• **Prompt**
Locate each line in the data below that contains the word "electrical" and copy those lines out. Only matches with the same uppercase and lowercase letters count.

• **Task input**
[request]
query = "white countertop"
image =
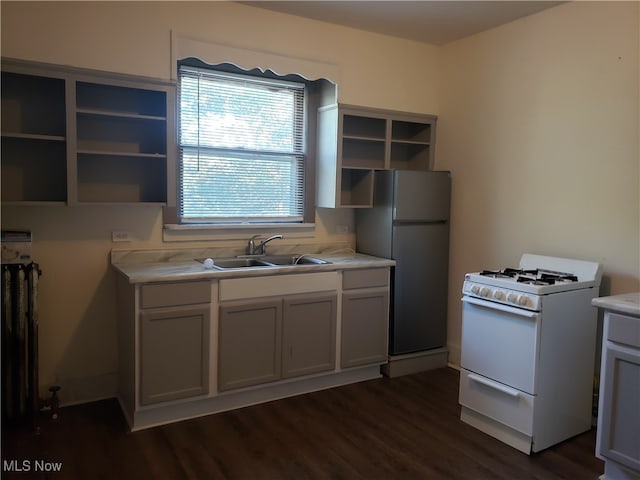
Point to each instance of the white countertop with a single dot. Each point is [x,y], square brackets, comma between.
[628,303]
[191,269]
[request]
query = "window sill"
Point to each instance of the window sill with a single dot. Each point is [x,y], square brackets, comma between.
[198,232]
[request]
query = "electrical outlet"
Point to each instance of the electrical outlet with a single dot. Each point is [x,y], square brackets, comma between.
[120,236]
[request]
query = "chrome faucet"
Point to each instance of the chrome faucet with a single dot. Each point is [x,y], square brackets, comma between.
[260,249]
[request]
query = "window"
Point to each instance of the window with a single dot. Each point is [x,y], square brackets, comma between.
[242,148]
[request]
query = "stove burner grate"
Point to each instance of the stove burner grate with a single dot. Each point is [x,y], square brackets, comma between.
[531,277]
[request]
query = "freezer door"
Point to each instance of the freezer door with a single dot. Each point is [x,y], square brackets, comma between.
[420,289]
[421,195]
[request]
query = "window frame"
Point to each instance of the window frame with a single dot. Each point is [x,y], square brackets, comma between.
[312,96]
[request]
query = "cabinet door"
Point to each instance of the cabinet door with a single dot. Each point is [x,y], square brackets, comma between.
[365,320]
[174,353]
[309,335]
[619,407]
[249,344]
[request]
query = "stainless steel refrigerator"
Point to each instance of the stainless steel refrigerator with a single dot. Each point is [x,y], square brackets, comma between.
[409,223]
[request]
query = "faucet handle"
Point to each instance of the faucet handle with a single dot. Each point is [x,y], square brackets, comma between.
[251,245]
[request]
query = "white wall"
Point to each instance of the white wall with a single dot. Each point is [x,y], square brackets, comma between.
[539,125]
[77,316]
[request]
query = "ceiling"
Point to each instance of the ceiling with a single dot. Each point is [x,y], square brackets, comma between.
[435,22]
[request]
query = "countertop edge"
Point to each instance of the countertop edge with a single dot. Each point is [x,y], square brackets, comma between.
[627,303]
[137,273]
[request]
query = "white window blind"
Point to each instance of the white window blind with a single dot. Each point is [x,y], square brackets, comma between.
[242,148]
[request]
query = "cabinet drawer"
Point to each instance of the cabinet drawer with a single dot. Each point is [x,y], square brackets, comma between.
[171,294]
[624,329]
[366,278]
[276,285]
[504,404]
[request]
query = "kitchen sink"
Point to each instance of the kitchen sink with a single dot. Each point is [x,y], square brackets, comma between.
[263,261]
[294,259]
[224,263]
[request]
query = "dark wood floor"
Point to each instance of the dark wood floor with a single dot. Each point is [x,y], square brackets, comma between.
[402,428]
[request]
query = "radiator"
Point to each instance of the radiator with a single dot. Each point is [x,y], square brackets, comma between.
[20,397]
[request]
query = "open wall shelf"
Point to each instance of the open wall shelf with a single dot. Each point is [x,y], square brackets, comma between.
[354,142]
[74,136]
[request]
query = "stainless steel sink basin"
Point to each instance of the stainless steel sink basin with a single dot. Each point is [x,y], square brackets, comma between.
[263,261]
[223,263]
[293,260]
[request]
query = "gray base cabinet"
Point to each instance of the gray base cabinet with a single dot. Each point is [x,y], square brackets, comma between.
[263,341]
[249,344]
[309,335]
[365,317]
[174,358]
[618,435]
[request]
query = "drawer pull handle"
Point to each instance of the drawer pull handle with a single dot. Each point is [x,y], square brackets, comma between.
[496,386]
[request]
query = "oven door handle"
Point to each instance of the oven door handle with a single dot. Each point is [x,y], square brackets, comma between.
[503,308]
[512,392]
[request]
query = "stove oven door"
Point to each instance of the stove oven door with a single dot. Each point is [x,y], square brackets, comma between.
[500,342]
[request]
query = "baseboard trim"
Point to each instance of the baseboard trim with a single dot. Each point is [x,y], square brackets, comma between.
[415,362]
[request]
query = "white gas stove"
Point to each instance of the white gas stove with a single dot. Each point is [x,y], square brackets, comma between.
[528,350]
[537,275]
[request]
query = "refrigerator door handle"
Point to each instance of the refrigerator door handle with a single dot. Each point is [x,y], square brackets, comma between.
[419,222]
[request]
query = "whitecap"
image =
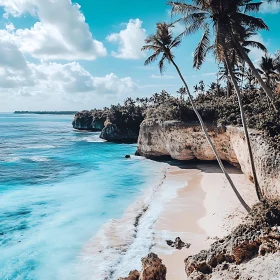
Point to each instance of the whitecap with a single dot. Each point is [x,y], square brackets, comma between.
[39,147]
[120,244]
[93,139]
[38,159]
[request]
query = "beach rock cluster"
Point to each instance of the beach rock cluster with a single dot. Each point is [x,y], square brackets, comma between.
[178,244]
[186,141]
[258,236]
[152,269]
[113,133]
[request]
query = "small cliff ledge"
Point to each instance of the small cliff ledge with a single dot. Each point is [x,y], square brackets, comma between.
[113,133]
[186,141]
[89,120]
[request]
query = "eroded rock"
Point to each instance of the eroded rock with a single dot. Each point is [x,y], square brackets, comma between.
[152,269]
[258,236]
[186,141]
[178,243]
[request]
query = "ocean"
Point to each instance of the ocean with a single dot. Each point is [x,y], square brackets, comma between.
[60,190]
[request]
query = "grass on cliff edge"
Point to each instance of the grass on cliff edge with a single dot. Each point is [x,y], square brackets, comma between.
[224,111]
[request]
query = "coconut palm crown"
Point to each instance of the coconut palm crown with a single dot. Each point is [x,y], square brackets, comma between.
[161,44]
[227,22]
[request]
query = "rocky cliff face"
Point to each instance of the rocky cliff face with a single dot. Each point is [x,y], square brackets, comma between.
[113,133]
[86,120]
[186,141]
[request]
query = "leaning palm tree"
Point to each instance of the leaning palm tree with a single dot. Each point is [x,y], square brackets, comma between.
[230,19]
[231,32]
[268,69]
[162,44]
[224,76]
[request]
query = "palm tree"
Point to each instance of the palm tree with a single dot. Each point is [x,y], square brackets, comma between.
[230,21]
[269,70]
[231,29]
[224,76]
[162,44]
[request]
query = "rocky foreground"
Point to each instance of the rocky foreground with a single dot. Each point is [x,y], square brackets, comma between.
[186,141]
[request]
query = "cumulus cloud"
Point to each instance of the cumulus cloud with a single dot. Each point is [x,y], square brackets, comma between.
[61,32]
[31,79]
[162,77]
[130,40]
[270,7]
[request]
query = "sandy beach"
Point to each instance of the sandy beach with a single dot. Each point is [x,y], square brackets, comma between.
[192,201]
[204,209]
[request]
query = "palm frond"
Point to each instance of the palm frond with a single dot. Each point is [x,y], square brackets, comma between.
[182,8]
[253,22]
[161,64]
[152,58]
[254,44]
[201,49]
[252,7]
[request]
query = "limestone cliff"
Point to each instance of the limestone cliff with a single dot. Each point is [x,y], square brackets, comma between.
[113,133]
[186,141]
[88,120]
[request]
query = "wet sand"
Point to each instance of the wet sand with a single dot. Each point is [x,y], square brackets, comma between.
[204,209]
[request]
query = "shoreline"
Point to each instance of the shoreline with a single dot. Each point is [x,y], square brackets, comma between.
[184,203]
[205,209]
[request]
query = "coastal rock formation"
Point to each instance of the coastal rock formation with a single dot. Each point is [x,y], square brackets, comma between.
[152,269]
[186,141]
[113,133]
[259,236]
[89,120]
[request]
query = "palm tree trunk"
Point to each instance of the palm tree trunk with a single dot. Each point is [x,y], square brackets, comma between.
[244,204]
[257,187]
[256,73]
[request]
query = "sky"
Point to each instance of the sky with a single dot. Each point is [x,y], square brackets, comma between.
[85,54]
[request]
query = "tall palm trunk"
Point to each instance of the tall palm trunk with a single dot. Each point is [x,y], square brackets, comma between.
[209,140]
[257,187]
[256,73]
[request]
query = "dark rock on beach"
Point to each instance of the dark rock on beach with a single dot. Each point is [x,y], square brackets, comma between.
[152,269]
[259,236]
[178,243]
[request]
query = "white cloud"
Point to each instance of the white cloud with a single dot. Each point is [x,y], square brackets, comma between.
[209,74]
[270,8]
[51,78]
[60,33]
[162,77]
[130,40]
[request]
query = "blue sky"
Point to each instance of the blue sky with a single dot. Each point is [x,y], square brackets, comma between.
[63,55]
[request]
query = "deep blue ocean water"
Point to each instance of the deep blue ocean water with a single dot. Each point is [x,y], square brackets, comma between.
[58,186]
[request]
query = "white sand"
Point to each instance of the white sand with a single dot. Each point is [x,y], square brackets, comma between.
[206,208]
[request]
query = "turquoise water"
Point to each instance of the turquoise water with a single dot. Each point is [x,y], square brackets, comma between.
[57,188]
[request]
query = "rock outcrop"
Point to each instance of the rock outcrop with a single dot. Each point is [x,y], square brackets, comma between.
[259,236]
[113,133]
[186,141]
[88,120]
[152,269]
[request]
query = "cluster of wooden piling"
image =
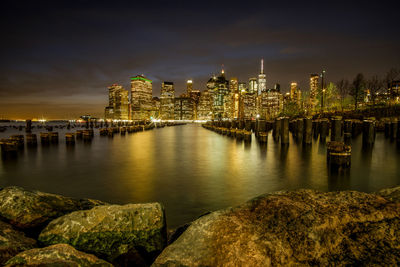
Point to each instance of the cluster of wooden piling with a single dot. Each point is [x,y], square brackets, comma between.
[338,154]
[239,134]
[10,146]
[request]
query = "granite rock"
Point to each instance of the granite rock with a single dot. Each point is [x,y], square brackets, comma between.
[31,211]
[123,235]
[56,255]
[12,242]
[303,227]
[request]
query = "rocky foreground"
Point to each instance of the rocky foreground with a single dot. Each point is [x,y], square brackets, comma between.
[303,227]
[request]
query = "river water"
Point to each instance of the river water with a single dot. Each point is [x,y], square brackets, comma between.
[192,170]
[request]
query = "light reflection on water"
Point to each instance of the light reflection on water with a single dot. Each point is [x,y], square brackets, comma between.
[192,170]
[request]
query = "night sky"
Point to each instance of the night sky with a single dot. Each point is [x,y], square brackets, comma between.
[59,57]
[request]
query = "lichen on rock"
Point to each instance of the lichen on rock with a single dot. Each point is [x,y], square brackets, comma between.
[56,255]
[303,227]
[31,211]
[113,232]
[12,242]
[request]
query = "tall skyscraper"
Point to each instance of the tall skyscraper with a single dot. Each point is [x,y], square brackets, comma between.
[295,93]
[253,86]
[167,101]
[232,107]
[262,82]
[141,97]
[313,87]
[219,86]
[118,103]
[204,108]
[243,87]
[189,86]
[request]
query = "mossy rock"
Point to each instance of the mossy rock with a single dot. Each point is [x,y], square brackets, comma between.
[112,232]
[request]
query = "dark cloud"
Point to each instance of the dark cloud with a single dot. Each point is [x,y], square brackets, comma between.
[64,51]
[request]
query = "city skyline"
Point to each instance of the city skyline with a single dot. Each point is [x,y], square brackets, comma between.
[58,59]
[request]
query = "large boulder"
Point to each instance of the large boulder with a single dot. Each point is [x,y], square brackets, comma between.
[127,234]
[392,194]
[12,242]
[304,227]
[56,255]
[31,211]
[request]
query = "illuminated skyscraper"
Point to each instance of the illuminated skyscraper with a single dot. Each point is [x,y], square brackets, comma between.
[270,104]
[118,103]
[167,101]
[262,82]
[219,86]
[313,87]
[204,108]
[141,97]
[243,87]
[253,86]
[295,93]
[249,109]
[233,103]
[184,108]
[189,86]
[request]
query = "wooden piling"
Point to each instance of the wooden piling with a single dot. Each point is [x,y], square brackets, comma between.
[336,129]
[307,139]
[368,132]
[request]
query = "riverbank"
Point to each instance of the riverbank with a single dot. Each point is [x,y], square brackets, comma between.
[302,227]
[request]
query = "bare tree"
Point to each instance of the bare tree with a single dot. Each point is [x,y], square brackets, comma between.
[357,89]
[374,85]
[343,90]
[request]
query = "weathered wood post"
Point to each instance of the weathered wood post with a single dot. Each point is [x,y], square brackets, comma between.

• **Solution**
query = "electrical outlet"
Point to each instance of the electrical outlet with a single dot. Each point is [x,y], square brackets, comma between.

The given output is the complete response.